## Begin The input

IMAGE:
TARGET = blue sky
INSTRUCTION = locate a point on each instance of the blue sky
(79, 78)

## End The input
## Begin The input

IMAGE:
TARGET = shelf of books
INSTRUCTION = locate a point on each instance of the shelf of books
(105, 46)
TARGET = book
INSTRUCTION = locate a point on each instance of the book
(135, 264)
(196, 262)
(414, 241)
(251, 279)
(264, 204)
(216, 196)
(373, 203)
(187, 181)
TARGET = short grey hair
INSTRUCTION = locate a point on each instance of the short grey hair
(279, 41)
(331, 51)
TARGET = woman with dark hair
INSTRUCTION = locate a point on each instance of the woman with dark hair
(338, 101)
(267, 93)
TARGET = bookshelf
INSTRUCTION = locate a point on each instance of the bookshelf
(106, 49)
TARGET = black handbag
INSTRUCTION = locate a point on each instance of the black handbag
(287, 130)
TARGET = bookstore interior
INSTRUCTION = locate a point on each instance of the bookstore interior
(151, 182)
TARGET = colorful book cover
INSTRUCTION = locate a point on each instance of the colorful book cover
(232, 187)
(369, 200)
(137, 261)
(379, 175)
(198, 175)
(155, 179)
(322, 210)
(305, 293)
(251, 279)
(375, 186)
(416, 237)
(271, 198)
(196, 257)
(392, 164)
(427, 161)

## End The input
## Begin The input

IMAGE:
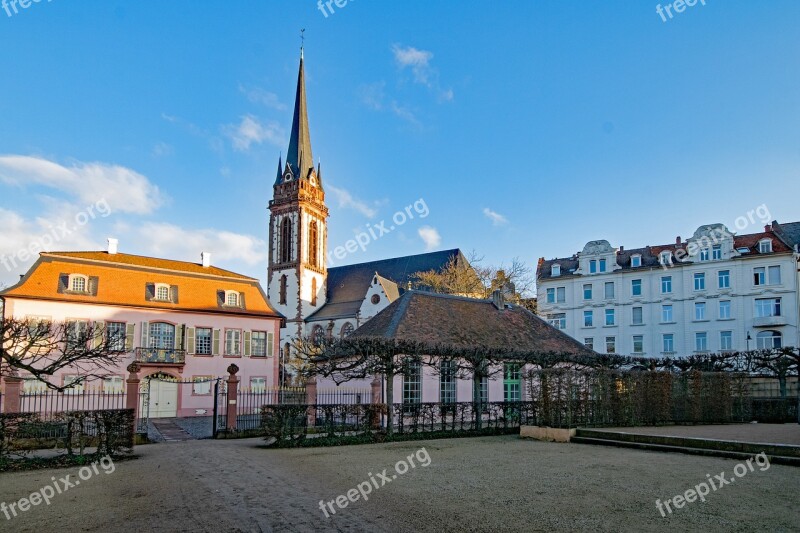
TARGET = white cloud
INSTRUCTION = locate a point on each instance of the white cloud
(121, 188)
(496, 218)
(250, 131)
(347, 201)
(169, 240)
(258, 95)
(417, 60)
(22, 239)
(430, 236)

## End The input

→ **Problem description**
Please pull out every line in the records that contains the string "white", treating uppercase and lowercase as different.

→ **Task answer**
TARGET = white cloud
INSTRUCTION = locate a point on each instance of the white cloud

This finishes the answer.